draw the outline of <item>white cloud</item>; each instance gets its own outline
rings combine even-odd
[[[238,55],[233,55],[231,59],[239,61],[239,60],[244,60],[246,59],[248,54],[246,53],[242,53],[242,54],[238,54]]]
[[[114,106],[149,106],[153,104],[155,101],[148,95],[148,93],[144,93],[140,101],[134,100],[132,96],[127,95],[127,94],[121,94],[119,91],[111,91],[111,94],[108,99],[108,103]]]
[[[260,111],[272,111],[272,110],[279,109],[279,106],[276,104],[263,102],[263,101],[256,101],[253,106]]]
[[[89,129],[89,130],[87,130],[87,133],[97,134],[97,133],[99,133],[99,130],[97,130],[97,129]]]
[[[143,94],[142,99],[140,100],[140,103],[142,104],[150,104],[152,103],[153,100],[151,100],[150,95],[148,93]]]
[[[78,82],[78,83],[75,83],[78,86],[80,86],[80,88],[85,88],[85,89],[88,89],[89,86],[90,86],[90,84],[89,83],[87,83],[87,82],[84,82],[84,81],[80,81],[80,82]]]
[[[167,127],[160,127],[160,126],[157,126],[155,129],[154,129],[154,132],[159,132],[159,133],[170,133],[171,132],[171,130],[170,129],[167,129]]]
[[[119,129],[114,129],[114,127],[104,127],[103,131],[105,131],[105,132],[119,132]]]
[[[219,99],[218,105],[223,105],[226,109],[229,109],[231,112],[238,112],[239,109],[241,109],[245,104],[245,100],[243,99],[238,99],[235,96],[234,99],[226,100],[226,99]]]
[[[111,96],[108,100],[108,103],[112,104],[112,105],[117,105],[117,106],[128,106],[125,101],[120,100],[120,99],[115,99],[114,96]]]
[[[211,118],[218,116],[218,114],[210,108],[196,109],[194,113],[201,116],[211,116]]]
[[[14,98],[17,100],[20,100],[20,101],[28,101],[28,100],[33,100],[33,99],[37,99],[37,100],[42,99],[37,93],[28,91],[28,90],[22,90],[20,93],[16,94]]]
...
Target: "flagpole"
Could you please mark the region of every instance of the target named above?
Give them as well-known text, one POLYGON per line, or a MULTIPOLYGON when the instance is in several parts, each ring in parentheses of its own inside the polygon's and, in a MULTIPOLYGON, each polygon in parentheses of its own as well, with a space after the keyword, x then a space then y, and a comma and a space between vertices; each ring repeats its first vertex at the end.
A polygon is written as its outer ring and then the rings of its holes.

▶ OBJECTIVE: From the entries above, extract every line that contains the word "instance", matching case exactly.

▶ RESULT:
draw the outline of <item>white cloud</item>; each instance gets its own outline
Could you please mark the region of every instance of the target named above?
Give them as well-known text, one POLYGON per line, or a MULTIPOLYGON when the instance is in several parts, each ring in parentheses of its own inside the polygon's and, in a MULTIPOLYGON, each polygon in parentheses of its own as well, with a space after the keyword, x then a space then y, and a comma and a space between vertices; each ring repeats its first vertex at the end.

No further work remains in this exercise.